» **EXERCISE DETAILS**:
Give everything in the records below from the line containing "[ ] locate the smoke cloud" down to the line containing "point(358, 549)", both of those lines included, as a numbered list with blank lines left out.
>>>
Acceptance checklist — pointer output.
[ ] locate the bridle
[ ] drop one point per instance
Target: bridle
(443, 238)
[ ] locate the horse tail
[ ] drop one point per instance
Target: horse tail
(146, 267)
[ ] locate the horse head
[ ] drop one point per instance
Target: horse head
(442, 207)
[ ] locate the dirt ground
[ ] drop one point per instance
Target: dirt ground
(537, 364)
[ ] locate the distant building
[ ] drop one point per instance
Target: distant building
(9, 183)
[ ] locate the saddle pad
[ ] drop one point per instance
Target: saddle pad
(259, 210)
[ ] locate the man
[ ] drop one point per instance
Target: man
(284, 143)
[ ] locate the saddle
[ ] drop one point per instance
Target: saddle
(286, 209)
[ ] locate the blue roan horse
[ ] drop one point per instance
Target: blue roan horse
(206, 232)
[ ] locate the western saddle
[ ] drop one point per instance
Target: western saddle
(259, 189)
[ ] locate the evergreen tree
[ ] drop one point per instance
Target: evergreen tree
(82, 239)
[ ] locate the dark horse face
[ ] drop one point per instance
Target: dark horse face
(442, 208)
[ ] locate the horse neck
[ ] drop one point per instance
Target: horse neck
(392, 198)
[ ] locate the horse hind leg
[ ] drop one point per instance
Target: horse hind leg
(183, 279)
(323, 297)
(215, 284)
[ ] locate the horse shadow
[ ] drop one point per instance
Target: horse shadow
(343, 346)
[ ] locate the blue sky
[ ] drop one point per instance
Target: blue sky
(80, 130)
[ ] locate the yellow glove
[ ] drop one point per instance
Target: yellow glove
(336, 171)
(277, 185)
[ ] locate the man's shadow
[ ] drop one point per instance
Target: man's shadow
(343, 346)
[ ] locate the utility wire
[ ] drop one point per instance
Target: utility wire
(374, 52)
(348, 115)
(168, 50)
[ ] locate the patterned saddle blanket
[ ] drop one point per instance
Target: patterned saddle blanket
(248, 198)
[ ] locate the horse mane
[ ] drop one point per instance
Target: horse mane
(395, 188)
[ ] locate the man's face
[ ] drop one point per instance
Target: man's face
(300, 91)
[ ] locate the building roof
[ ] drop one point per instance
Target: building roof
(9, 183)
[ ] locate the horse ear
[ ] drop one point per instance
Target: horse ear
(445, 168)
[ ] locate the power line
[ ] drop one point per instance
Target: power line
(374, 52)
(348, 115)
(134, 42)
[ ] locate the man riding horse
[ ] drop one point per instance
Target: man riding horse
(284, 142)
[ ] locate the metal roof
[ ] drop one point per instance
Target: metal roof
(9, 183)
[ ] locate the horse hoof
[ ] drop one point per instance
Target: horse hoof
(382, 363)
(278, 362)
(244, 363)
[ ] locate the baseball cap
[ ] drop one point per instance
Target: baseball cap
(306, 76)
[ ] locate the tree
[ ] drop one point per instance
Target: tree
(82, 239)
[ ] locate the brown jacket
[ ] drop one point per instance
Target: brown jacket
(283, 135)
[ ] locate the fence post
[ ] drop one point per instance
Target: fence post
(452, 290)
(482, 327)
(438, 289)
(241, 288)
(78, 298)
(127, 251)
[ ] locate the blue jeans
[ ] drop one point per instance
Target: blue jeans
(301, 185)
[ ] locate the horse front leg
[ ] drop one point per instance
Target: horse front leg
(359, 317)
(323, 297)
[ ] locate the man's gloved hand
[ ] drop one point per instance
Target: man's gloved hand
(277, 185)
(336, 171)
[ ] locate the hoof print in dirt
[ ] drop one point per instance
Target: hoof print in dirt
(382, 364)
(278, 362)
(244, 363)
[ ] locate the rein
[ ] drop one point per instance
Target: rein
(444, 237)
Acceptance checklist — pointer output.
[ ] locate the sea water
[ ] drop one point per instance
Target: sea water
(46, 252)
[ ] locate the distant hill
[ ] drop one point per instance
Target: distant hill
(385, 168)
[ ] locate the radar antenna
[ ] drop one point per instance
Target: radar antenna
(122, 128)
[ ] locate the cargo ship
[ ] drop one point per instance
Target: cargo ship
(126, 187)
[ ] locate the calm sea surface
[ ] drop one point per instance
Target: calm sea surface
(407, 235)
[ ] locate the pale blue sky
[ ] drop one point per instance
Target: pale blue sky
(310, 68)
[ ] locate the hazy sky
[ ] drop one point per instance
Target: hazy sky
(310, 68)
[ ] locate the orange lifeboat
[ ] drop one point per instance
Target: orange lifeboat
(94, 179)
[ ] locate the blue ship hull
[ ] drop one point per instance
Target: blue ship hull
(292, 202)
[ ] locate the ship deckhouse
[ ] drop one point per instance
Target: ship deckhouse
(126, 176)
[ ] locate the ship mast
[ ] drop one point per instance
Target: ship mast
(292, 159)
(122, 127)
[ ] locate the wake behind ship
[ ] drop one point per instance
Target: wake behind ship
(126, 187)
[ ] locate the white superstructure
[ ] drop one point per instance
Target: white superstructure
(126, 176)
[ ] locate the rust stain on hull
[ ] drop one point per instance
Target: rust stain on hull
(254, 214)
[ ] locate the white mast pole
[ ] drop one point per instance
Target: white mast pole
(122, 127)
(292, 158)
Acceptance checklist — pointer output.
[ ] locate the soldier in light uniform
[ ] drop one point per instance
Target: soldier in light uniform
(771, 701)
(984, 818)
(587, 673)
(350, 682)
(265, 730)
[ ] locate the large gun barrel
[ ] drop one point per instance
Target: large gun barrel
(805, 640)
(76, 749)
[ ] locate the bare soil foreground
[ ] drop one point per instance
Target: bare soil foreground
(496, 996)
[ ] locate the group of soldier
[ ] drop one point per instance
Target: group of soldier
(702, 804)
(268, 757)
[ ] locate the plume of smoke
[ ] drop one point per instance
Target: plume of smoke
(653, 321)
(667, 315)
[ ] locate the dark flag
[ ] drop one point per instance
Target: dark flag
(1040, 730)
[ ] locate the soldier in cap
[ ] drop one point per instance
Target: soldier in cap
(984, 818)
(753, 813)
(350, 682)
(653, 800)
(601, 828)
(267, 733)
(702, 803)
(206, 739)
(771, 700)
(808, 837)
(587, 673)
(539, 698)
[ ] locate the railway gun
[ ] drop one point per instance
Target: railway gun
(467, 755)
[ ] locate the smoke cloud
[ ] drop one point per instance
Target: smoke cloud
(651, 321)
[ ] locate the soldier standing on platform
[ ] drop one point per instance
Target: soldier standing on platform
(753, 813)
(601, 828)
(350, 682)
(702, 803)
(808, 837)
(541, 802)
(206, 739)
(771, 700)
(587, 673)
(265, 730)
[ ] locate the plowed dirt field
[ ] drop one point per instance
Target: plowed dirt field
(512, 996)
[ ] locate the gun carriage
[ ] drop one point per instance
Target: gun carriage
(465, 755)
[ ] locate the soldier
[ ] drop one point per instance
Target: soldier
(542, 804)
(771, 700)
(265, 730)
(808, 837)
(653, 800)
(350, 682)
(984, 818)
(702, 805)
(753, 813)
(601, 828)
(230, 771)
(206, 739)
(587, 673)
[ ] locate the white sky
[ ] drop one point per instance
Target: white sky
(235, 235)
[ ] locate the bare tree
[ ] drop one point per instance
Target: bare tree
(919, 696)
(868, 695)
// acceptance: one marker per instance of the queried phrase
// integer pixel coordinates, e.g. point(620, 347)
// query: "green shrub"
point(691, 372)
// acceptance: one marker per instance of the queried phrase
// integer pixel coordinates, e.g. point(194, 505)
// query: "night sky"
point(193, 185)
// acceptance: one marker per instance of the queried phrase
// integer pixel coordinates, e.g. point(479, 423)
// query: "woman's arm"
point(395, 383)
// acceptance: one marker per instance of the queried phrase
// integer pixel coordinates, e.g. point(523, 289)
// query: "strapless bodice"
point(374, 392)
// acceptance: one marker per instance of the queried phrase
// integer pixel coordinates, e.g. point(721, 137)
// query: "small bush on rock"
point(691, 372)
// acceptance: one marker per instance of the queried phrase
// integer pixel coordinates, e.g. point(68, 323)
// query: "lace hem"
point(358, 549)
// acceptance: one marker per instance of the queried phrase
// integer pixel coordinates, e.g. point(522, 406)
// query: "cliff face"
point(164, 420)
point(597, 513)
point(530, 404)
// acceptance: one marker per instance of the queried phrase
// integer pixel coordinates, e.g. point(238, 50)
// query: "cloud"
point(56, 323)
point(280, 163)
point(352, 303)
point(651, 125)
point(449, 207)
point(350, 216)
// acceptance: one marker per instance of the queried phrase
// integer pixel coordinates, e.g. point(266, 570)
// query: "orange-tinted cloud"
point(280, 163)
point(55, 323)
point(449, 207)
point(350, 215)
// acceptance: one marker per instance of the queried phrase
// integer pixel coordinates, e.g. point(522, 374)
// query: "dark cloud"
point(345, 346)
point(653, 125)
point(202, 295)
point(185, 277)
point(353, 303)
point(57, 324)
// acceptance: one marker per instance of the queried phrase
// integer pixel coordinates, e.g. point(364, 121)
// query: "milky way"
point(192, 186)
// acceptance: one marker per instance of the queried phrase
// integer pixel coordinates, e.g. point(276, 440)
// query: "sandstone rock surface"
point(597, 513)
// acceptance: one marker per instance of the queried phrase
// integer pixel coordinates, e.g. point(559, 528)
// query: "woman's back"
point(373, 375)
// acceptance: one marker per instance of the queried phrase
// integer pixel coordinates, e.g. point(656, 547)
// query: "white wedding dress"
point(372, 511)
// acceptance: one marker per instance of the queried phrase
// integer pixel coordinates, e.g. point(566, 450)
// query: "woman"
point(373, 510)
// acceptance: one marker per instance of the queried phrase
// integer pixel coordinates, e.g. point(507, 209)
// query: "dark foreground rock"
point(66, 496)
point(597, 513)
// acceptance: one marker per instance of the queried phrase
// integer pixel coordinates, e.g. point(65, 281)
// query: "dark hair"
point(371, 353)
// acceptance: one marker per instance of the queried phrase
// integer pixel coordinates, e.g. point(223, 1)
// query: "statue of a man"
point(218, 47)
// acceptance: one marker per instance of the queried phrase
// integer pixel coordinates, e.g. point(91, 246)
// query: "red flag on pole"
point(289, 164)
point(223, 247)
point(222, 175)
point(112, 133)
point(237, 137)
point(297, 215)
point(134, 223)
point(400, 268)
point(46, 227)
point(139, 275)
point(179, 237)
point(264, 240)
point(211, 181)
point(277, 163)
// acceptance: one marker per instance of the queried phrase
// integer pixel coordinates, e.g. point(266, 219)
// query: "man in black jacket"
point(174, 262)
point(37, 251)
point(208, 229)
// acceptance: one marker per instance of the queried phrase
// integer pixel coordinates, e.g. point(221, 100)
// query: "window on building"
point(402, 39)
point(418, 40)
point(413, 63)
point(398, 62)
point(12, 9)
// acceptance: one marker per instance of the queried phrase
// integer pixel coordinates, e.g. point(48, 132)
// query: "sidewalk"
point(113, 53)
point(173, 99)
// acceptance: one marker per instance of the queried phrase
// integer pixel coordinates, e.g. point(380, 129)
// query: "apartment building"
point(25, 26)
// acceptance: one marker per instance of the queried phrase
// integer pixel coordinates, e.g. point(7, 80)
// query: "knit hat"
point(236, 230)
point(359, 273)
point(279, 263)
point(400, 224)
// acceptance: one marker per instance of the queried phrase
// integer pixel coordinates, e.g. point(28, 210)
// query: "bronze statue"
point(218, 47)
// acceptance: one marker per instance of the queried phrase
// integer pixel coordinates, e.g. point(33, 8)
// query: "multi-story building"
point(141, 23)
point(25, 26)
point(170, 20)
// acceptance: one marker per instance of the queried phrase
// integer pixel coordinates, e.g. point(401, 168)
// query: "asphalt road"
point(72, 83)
<<<
» **RESULT OF THIS EXERCISE**:
1. [ ] locate the smoke cloud
2. [ ] drop one point per instance
3. Target: smoke cloud
4. (651, 321)
5. [ ] locate the soldier standing on platform
6. [ ] drop one point per instance
7. Target: soldier standing on platform
8. (753, 813)
9. (601, 828)
10. (350, 682)
11. (702, 803)
12. (808, 837)
13. (541, 802)
14. (206, 739)
15. (771, 700)
16. (587, 673)
17. (265, 730)
18. [ ] locate the plowed dirt field
19. [ ] drop one point per instance
20. Target: plowed dirt field
21. (512, 996)
22. [ ] locate the gun carriage
23. [ ] drop one point per instance
24. Target: gun carriage
25. (465, 755)
26. [ ] locate the soldier
27. [ ] drop one point per instance
28. Target: soldier
29. (542, 804)
30. (771, 700)
31. (265, 730)
32. (808, 837)
33. (653, 800)
34. (350, 682)
35. (984, 818)
36. (702, 805)
37. (753, 813)
38. (601, 828)
39. (230, 771)
40. (206, 739)
41. (587, 673)
42. [ ] locate the white sky
43. [ ] drop one point per instance
44. Target: white sky
45. (235, 235)
46. [ ] locate the bare tree
47. [ ] drop one point per instance
48. Target: bare tree
49. (919, 696)
50. (868, 695)
51. // acceptance: one marker per instance of the queried phrase
52. // integer pixel coordinates, e.g. point(620, 347)
53. // query: "green shrub"
54. point(691, 372)
55. // acceptance: one marker per instance of the queried phrase
56. // integer pixel coordinates, e.g. point(194, 505)
57. // query: "night sky"
58. point(193, 185)
59. // acceptance: one marker per instance of the queried phrase
60. // integer pixel coordinates, e.g. point(479, 423)
61. // query: "woman's arm"
62. point(395, 383)
63. // acceptance: one marker per instance of the queried phrase
64. // integer pixel coordinates, e.g. point(523, 289)
65. // query: "strapless bodice"
66. point(374, 392)
67. // acceptance: one marker per instance of the queried phrase
68. // integer pixel coordinates, e.g. point(721, 137)
69. // query: "small bush on rock"
70. point(691, 372)
71. // acceptance: one marker per instance of the queried phrase
72. // integer pixel coordinates, e.g. point(68, 323)
73. // query: "lace hem"
74. point(358, 549)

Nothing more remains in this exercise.